— Task directions —
Return a word-for-word copy of the complete listing below.

— Records supplied —
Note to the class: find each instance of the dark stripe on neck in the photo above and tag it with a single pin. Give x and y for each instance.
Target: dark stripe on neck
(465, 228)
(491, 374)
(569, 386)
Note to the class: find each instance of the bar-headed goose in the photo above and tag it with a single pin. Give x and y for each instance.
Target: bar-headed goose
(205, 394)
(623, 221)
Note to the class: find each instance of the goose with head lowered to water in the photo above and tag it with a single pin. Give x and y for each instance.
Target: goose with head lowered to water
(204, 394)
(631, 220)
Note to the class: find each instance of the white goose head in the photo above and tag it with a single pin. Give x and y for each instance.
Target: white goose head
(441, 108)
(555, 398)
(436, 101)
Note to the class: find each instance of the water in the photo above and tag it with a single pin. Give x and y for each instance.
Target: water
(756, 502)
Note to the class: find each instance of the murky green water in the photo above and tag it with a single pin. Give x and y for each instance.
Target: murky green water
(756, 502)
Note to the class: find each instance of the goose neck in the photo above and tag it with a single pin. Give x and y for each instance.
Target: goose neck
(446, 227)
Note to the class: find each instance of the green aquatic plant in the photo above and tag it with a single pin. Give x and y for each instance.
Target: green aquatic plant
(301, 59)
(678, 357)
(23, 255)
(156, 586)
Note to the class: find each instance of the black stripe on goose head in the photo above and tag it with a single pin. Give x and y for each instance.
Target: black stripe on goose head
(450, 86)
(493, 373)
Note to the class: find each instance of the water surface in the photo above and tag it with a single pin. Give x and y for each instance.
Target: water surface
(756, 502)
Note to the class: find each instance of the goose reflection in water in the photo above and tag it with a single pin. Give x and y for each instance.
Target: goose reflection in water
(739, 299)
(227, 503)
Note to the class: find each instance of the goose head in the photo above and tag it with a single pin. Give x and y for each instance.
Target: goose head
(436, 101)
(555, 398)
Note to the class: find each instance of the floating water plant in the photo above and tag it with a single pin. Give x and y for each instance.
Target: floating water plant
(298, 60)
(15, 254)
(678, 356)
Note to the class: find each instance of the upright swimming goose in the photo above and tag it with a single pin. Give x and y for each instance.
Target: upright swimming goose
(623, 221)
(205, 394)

— Output below —
Note to the class: find each instance of the dark stripe on neck in the photo above and tag it with a single pin. Give x and y for each instance.
Target: dark stripe on neck
(465, 228)
(491, 374)
(569, 386)
Note to the class: find each instance of the bar-headed goose in the photo above and tag it with a single pin. Give x and y for each instance.
Target: bar-headed goose
(205, 394)
(623, 221)
Note to the class: find each instance of the goose with head lowered to water in the photo above and tag it with a single pin. Give x and y for each instance.
Target: goose with head lowered to water
(204, 394)
(631, 220)
Note to the class: find each instance of the white goose head in the photo above and tag it with a single pin. Give x and y for each instance.
Target: white goose head
(441, 108)
(555, 398)
(436, 101)
Note to the class: find each instance of the water in the photo above and tag it with a single pin. Give x and y for each instance.
Target: water
(756, 502)
Note to the class: find each instance of the murky green water in the photo above and tag it with a single pin. Give x and y for each instance.
Target: murky green water
(756, 502)
Note to the class: find each instance of the goose neck in the photo above and tag it with a single pin. Give x and y for each instance.
Target: goose neck
(446, 227)
Note to the class: find each instance of the green aquatic plant in the photo above and tag it with a single pin. Give x and y for each instance.
Target: green aquatic plant
(301, 59)
(678, 357)
(23, 255)
(156, 586)
Note to the class: find each instance of the black stripe on goose head in the photo above and tag it with a single pin. Give x and y for each instance.
Target: black stripe on goose head
(450, 86)
(493, 373)
Note to the class: find each instance of the water surface in the photo above and tag it with a single pin. Give x and y for each instance.
Target: water surface
(756, 502)
Note to the class: find each instance of the goose reflection in water in the photo above and tag it with a single pin. Give x and y for each instance.
Target: goose reflection in water
(739, 299)
(227, 503)
Note to the class: find each instance of the goose head in the photo above and tag it with a single pin. Give x and y for each instance.
Target: goose head
(436, 101)
(555, 398)
Note to the class: find each instance of the floating water plant in the photo above and tag it with a single pin. Give x and y for each instance.
Target: floating water plant
(298, 60)
(15, 254)
(678, 356)
Note to the class: find each instance of the upright swimming goose in the photo above and tag it with a single pin. Give x and y for each instance.
Target: upright swimming goose
(623, 221)
(205, 394)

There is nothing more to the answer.